### Work to do
Present the lines below as a numbered list, omitting any blank lines and leaving out the pictures.

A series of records
- - -

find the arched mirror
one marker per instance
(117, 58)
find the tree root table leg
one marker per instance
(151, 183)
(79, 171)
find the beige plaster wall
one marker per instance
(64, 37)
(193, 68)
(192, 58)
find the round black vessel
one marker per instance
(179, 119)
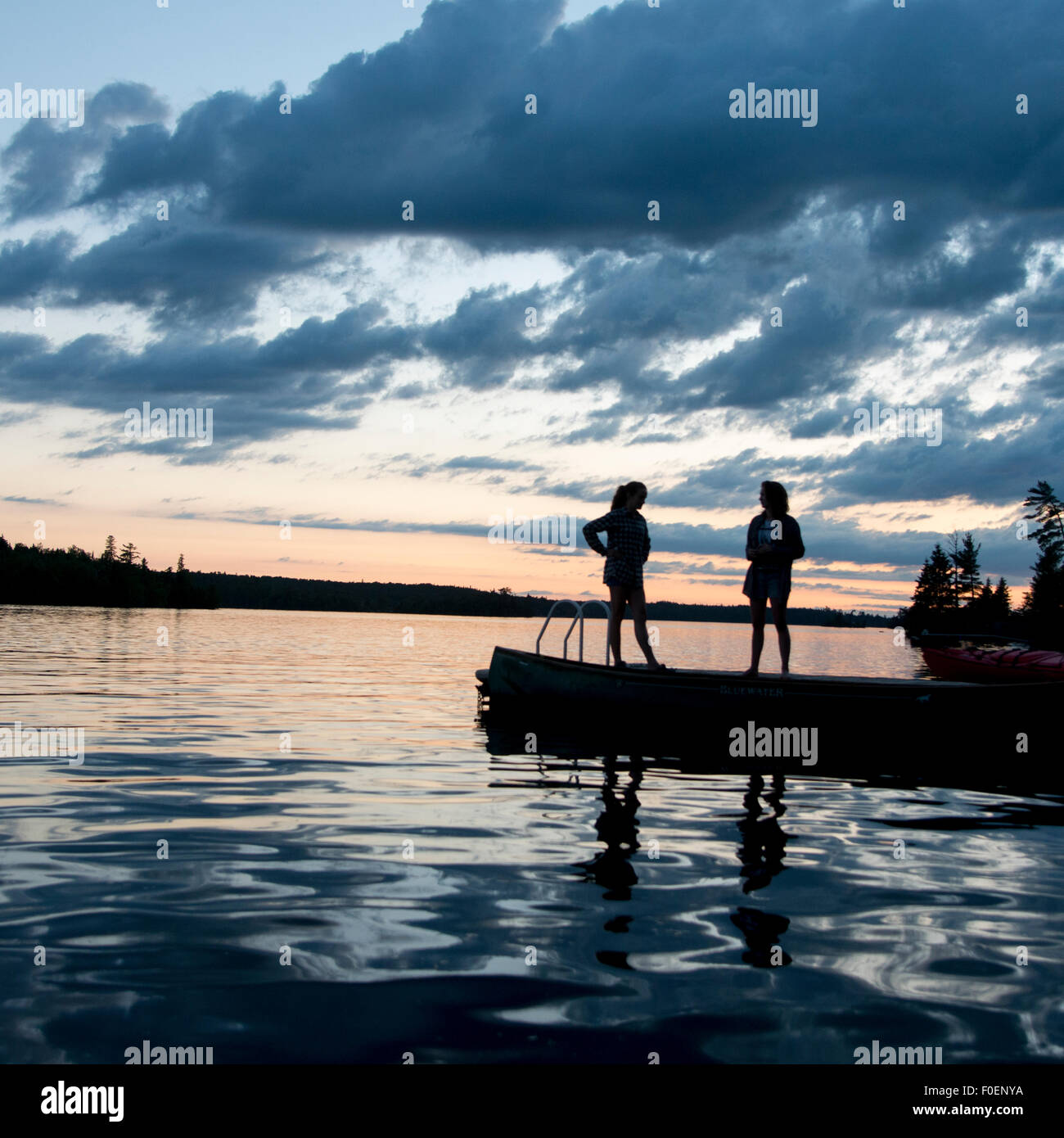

- - -

### Complete response
1. find the arched mirror
2. one marker per instance
3. (117, 58)
4. find the tree root table leg
5. one marker per instance
6. (151, 183)
7. (79, 171)
8. find the beige plaster wall
9. one marker per instance
10. (64, 37)
11. (193, 68)
12. (192, 58)
13. find the round black vessel
14. one marker per instance
15. (179, 119)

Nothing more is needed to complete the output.